§ **WHAT YOU WILL DO**:
Reproduce every line of the material below verbatim, omitting the pictures from your output.
— START OF EXTRACTED INFORMATION —
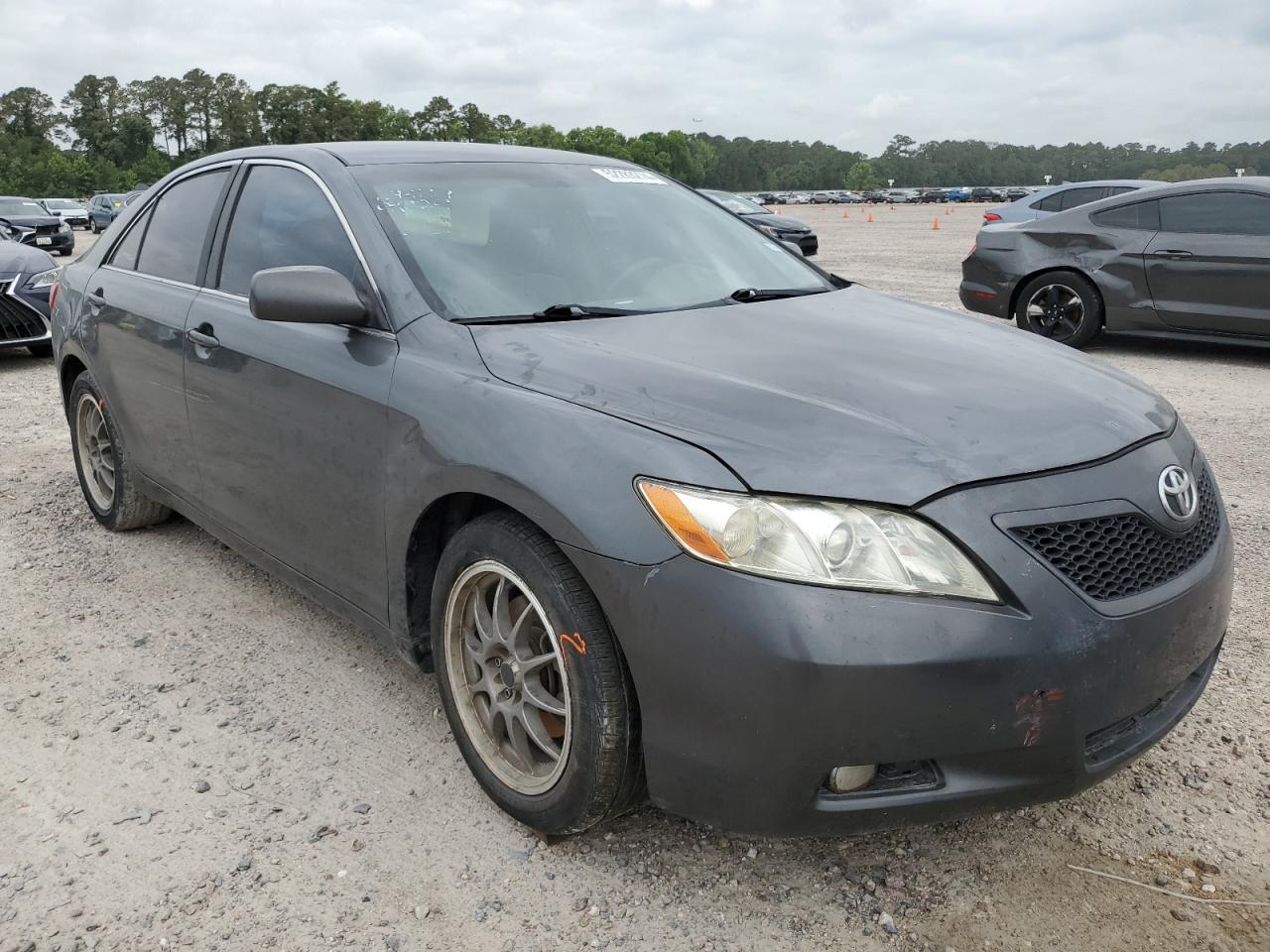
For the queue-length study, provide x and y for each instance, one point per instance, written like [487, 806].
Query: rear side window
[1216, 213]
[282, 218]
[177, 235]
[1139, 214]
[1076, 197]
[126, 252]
— END OF EXTRACTED INFORMATION —
§ **SOLUTION FOR THIS TASK**:
For the queue-length study, provide x and y for each instance, one point per instance, written like [487, 806].
Query: rear side window
[1216, 213]
[282, 218]
[177, 235]
[1139, 214]
[1076, 197]
[126, 252]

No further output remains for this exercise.